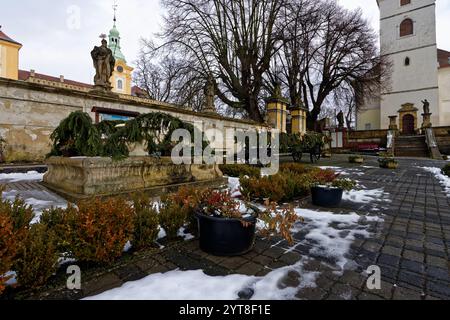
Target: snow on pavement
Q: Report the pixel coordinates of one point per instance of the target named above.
(366, 196)
(18, 177)
(196, 285)
(234, 186)
(343, 172)
(330, 235)
(39, 199)
(443, 179)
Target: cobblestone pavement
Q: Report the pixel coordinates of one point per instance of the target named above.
(410, 245)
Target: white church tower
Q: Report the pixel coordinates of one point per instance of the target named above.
(408, 40)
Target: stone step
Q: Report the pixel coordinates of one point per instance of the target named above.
(411, 146)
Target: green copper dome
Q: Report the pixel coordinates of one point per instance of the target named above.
(114, 44)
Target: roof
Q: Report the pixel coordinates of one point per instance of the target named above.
(443, 58)
(4, 37)
(24, 75)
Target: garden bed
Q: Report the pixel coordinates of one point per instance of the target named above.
(83, 177)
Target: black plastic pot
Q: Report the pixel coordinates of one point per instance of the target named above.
(326, 197)
(225, 237)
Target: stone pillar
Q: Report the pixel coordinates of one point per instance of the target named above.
(277, 110)
(298, 114)
(426, 121)
(393, 123)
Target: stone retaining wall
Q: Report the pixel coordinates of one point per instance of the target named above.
(29, 112)
(442, 135)
(85, 177)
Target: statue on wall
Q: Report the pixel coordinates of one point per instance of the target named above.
(426, 106)
(341, 120)
(104, 63)
(209, 92)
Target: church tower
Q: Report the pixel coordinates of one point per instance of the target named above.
(121, 78)
(408, 40)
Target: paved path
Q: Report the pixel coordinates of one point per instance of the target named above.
(410, 245)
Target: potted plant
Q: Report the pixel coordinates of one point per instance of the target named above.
(387, 161)
(356, 159)
(330, 194)
(227, 227)
(446, 170)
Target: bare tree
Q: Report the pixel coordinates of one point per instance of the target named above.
(326, 48)
(234, 40)
(168, 77)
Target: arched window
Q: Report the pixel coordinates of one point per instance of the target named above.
(404, 2)
(406, 27)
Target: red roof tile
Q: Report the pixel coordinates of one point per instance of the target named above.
(4, 37)
(24, 75)
(138, 92)
(443, 58)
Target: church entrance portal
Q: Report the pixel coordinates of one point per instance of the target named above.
(408, 124)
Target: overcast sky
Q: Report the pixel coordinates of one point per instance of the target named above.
(57, 36)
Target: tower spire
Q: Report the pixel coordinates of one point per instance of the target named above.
(115, 5)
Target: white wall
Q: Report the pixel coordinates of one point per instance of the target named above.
(419, 80)
(444, 95)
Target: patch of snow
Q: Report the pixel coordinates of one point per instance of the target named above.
(186, 236)
(162, 233)
(40, 200)
(330, 235)
(17, 177)
(443, 179)
(235, 187)
(11, 281)
(127, 247)
(343, 172)
(330, 168)
(366, 196)
(196, 285)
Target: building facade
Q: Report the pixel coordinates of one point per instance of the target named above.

--

#### Exercise requirements:
Only the text of the records is to be reproduced exactly; skip the pictures.

#### Output below:
Target: snow on pavement
Q: Report the pixel coordinates of one point per instance of the target named above.
(366, 196)
(18, 177)
(196, 285)
(234, 186)
(343, 172)
(330, 235)
(39, 199)
(443, 179)
Target: cobblestone pavement
Q: Report the pixel coordinates of one point per instance of the target named above.
(410, 245)
Target: white church tower
Q: Report the pixel coordinates of one point per instance of the target named above.
(408, 40)
Target: stone step
Q: Report the pixel coordinates of one point per instance of the target named above.
(411, 146)
Target: green copper dome
Q: Report the pixel coordinates of one point per instance of the target named above.
(114, 44)
Target: roof
Q: Report the pixel coordinates of one point per instance of the target named above.
(443, 58)
(4, 37)
(24, 75)
Target: garden bed
Q: Report the pixel coordinates of one point per instance of the target named above.
(83, 177)
Target: black plastic pot
Q: Report the pixel coordinates of one point per instance of the target named above.
(326, 197)
(225, 237)
Target: stone pillar
Q: Report the pixel coordinates of one point per instance of the target named above.
(277, 110)
(298, 114)
(426, 121)
(393, 123)
Target: stone retaining wall
Q: Report the pixel coordinates of one point per instance of the target named above.
(29, 112)
(442, 135)
(85, 177)
Target: statue on wall
Q: Report the pixel coordinates of one point per instance of the target named above.
(426, 106)
(341, 120)
(104, 63)
(209, 92)
Target: church tower
Q: Report the pixel coordinates of one point per instance of the target named above.
(121, 78)
(408, 40)
Target: paved path
Q: Report the pixel coordinates of one point per instance of the target named above.
(410, 245)
Target: potted plant
Q: Report the pixel coordinates of one point per instance of the target named above.
(387, 161)
(356, 159)
(330, 194)
(227, 227)
(446, 170)
Target: bare tree
Q: Report the pixel coordinates of one point per instance of the target named above.
(326, 48)
(234, 40)
(168, 77)
Target: arched window
Q: Report the pixel coordinates of one point per instance of the target named above.
(404, 2)
(406, 27)
Target: red roof tile
Q: Report the pixel coordinates of one point per instance of the target named above.
(4, 37)
(24, 75)
(138, 92)
(443, 58)
Target: church entrance portal
Q: Report the pixel coordinates of one point per instance of the target named above.
(408, 124)
Target: overcast sky
Q: Report the pixel coordinates of one point per instance of the target named above.
(57, 36)
Target: tower spire
Q: Report the pixel coordinates of one point per instance of the target named above.
(115, 5)
Target: white wall
Q: Report the pixel coordinates of one point per instance of the target named above.
(419, 80)
(444, 95)
Target: patch of snow
Q: Report the pixel coordinates of one point per instance of the target named above.
(186, 236)
(162, 233)
(40, 200)
(330, 235)
(17, 177)
(443, 179)
(235, 187)
(11, 281)
(127, 247)
(343, 172)
(330, 168)
(366, 196)
(196, 285)
Target: building facade
Q: Report the pixel coordinates of one point per instance of the target named above.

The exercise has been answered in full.